**DATASET EXTRACT**

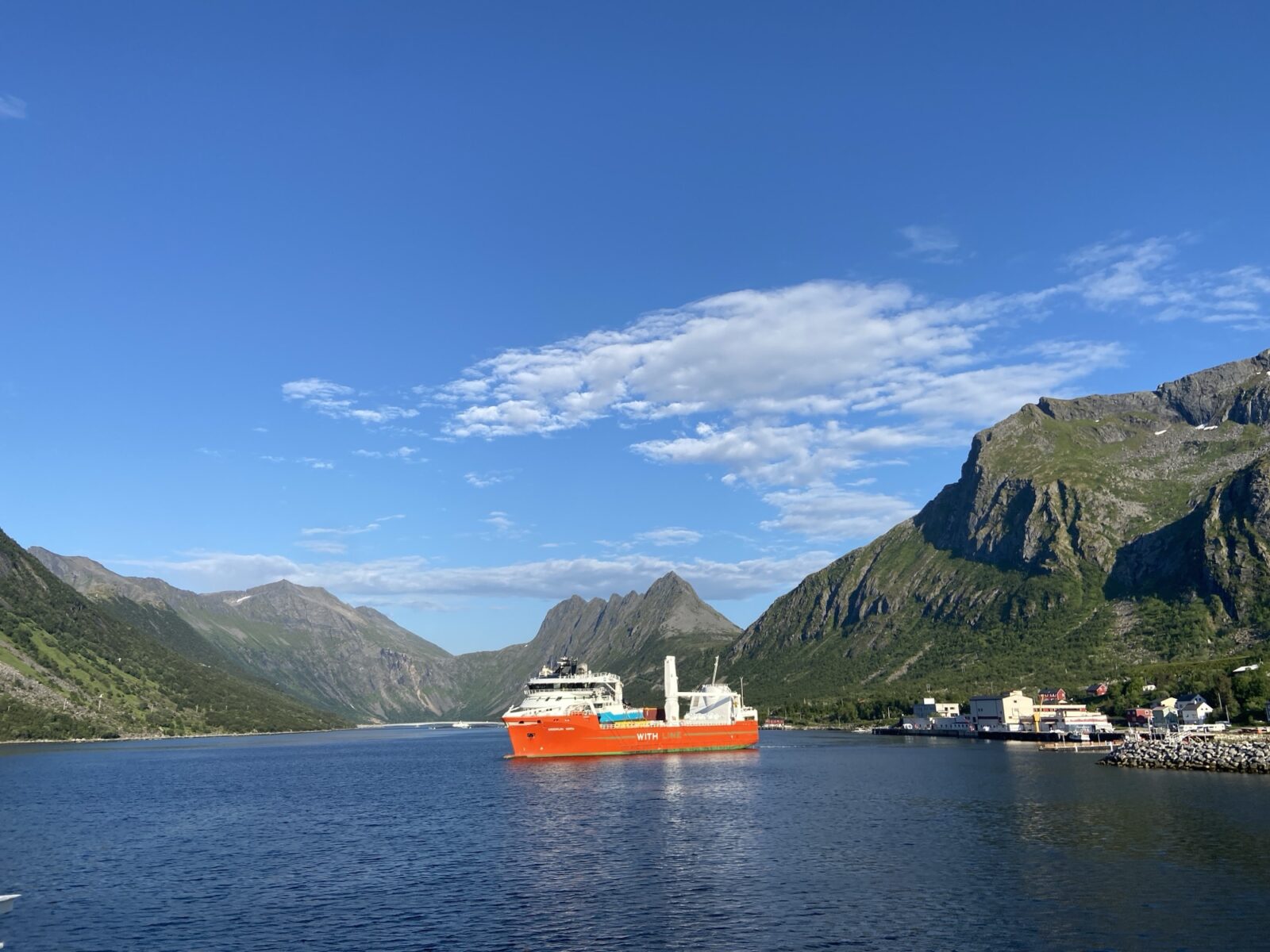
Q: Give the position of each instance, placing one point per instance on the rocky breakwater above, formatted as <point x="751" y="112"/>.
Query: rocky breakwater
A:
<point x="1231" y="757"/>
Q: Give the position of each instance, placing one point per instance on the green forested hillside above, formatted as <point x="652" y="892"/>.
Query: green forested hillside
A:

**SET EXERCISE**
Rewrite all of the lines above as a numbered list, omitting blank lines and excluding the pictures.

**EXPECTED OUTPUT**
1. Q: Give the position of each instance, placing one point per instance on the rocky breakwater above, formatted as <point x="751" y="112"/>.
2. Query: rocky breakwater
3. A:
4. <point x="1231" y="757"/>
5. Q: Give the position of each instance, placing one point per instance on the green forested hillside above, formatted as <point x="652" y="892"/>.
6. Query: green forested hillside
7. A:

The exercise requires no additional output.